**FRAGMENTO DEL TEXTO**
- - -

Por tanto, lo fundamental es alimentar la vida de fe con la oración continua, constante, diaria. Y en ese empeño preguntarse qué medios son más fecundos para disponernos al encuentro con Dios pero también cuáles nos encaminan más hacia el amor y la misericordia, hacia la solidaridad y la transformación de las realidades injustas, hacia la compasión y la defensa de los más débiles. El encuentro con “la humanidad de Jesús” como decía Santa Teresa –maestra de oración- no puede faltar en la oración cristiana. Y esta humanidad se refiere al compromiso con la vida concreta, al amor a los hermanos, el ver al Cristo sufriente en el rostro de los demás. La lectura de los Evangelios no puede faltar para entender esa humanidad de Jesús en su anuncio del Reino: liberación de todo lo que oprime a las personas, inclusión de todos y todas en la mesa común –banquete del reino- dispuesta por Dios para todos sus hijos e hijas, comenzando con los más pobres. 

Busquemos, por tanto, un cultivo de nuestra oración, cada cual según su sensibilidad y con los medios y prácticas que más le ayuden, pero sin perder la interpelación y el compromiso –dimensión profética- que el encuentro con el Dios de Jesús suscita en la oración auténticamente cristiana.

lunes, 4 de febrero de 2019


¿Por qué Dios no me concede lo que le pido?


He escuchado a más de una persona quejarse ante el silencio de Dios o de los santos a los que les encomiendan sus causas. También preguntarse con insistencia por qué Dios, que todo lo puede, no cambia la situación de hambre, guerra o muerte que nos rodea. Esto nos sitúa en la oración de petición, talvez la más conocida por el pueblo cristiano y que moviliza a tantos peregrinos a los diferentes santuarios donde se acude para pedir por todo tipo de necesidades. Pero ¿qué sentido tiene esta oración? ¿De qué manera debe realizarse para no confundir a Dios con un “mago” que puede concedernos lo imposible? ¿Cómo entender que tantas peticiones no se cumplan y que parezca que Dios pide demasiado sacrificio para responder a algunas de ellas? ¿Qué papel juega la fe en esta oración?

- - -

Registros de una colección
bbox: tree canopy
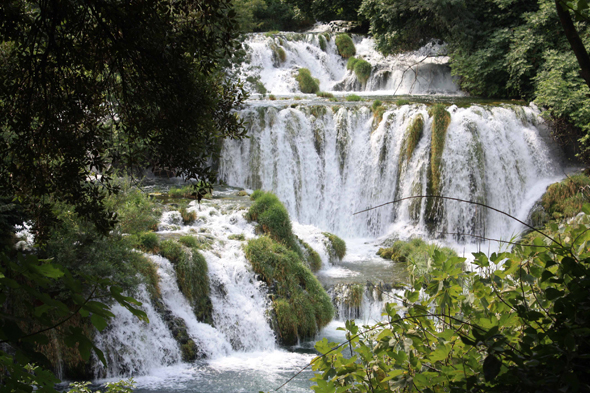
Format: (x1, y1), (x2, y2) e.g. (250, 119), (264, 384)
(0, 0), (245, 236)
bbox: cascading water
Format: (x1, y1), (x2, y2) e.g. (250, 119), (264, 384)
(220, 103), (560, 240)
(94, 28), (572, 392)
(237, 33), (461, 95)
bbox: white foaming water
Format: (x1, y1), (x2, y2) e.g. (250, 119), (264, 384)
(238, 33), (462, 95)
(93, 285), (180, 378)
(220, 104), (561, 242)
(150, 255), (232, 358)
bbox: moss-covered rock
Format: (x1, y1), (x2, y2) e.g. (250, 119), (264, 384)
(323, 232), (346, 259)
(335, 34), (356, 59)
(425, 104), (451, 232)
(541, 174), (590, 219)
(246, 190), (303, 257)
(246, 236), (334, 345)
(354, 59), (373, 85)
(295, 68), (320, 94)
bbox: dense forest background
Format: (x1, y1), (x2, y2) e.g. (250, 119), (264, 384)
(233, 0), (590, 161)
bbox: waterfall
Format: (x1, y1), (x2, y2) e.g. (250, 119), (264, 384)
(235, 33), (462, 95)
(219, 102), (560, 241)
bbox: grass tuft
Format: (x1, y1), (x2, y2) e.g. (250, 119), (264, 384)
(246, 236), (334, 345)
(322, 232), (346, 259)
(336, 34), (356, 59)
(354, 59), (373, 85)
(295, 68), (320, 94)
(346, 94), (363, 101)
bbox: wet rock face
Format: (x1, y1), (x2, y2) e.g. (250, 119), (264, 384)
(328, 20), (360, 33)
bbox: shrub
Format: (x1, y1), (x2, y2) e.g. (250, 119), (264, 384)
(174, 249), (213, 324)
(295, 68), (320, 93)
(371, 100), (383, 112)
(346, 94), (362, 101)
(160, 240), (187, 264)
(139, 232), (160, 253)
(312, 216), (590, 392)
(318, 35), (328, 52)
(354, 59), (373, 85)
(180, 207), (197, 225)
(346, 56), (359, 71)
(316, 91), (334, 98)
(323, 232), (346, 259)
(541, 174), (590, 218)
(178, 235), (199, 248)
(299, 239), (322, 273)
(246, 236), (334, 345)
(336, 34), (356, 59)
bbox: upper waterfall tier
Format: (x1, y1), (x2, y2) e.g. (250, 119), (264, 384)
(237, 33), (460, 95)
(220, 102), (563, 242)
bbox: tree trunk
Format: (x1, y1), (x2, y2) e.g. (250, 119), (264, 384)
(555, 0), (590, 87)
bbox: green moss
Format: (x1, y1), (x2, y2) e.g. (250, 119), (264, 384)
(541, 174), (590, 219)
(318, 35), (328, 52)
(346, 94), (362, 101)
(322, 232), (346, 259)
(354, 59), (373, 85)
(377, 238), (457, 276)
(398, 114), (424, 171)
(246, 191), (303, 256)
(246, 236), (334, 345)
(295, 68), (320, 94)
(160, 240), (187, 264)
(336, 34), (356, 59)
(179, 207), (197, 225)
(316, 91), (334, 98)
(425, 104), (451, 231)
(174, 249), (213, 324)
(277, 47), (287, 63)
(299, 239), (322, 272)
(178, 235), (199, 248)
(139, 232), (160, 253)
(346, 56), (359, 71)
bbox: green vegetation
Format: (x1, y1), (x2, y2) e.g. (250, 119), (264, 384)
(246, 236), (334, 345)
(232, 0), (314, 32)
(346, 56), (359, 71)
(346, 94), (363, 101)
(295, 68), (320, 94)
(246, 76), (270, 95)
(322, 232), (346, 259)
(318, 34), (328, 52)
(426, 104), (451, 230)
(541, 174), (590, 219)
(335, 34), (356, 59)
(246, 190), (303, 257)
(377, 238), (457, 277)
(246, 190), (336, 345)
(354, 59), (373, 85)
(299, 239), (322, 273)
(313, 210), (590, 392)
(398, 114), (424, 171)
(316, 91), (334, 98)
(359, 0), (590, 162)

- - -

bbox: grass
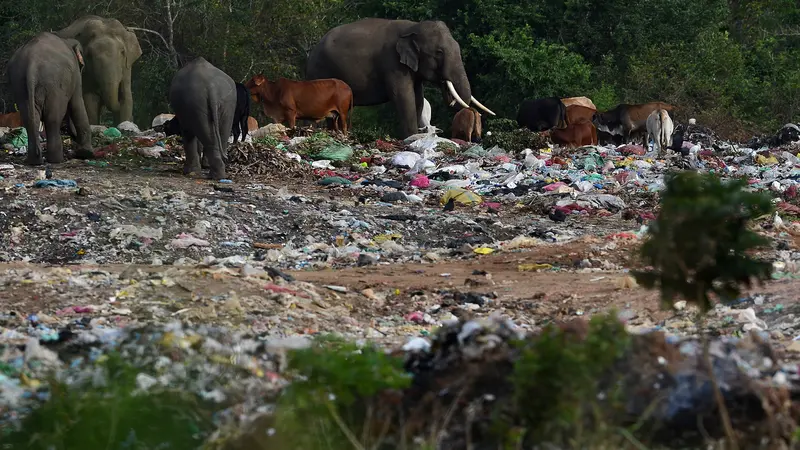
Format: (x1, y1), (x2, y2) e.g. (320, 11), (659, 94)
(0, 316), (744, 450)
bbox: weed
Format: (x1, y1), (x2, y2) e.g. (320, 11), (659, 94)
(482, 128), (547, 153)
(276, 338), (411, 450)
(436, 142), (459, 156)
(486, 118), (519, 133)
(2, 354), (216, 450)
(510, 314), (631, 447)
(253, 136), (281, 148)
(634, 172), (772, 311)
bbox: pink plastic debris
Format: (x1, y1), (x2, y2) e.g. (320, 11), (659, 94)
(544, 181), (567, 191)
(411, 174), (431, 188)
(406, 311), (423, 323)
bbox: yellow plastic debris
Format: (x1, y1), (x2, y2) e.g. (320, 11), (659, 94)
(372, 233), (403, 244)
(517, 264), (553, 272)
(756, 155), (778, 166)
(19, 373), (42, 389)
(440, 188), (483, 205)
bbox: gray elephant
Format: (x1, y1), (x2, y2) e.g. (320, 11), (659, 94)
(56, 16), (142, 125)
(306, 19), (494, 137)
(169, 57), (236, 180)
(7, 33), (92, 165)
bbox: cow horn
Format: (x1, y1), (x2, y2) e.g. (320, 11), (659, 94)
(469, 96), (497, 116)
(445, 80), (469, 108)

- - -

**TAREA 1**
En el texto sobre la oración, ¿a quién se nombra como maestra de oración?
**TAREA 2**
Traduce al inglés esta oración del texto sobre la oración: "He escuchado a más de una persona quejarse ante el silencio de Dios o de los santos a los que les encomiendan sus causas."
**TAREA 3**
Por favor, escribe cómo sigue el texto sobre la oración a partir de su última frase.

**RESPUESTA 1**
A Santa Teresa.

**RESPUESTA 2**
I have heard more than one person complain about the silence of God or of the saints to whom they entrust their causes.

**RESPUESTA 3**
Cuando las peticiones no se cumplen

Vale la pena insistir en que lo más importante es revisar una y otra vez la imagen de Dios que vivimos. Es muy fácil tener una idea de Dios como todopoderoso en el sentido de intervenir mágicamente en los procesos naturales y poder hacer lo que quiera. Pero esta no es la base de nuestra fe. El poder de Dios es, ante todo, el de trabajar desde dentro de los corazones humanos, para hacer de este mundo un lugar como El quiere. Por tanto, no es tanto que no se cumplan las peticiones, como el que no sabemos pedir lo que conviene. A Dios no se le tiene que pedir la solución mágica de las circunstancias sino la luz y la fuerza necesaria para afrontarlas y resolverlas. En palabras bíblicas, lo que tenemos que pedir es el Espíritu Santo porque él si sabe pedir lo que conviene (Cf. Rom 8, 26). 


Poner en Dios la confianza y descansar en su cariño

Un cuento oriental nos ilumina profundamente el sentido de la oración de petición.

El petirrojo le dijo al gorrión: “Me gustaría, de veras, saber por qué estos afanosos seres humanos se apresuran y se preocupan tanto”. Y el gorrión le dijo al petirrojo: “Amigo, estoy seguro que tiene que ser porque ellos no tienen un Padre celestial que se cuide de ellos como se cuida de ti y de mi”.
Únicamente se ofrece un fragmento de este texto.